* The exercise *
Can you give the material below again with "annotation dataset" swapped for "labeling project" throughout, everything else unchanged and the pictures left out?

* Data in this exercise *
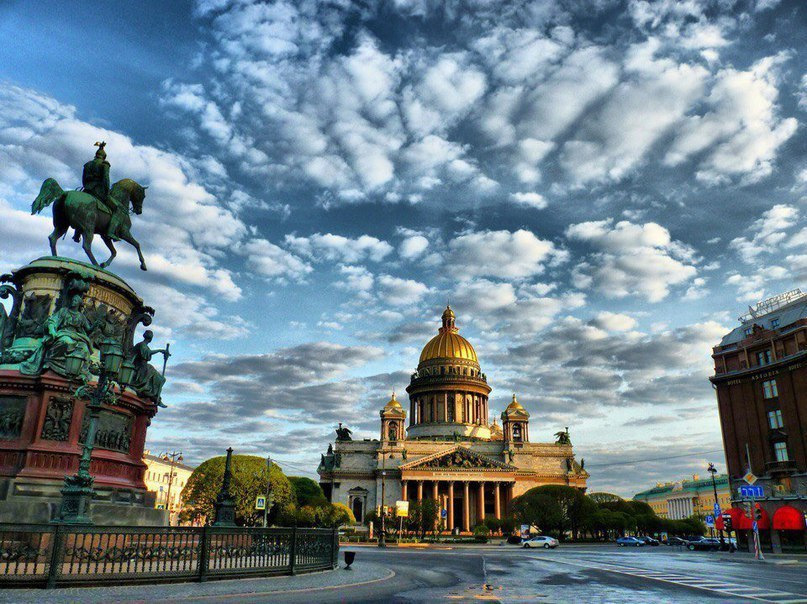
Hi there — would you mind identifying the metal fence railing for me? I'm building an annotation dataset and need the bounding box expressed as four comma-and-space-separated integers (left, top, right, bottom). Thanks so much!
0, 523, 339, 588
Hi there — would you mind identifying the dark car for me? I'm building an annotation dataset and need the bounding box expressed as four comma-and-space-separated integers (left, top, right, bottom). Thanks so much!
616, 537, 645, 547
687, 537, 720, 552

* Task response *
Hi there — would you mind identifying the metal fence railing for me? I'm building an labeling project and need the bounding box expressed as four comma-and-space-separated integers (left, top, right, bottom). Thanks so much!
0, 523, 339, 588
Hi there — would you mind identifying the dark car for me? I'm building an labeling project and need the bounding box expressed as four comma-and-space-separated integers (left, top, right, bottom). Thanks so much!
616, 537, 645, 547
687, 537, 720, 552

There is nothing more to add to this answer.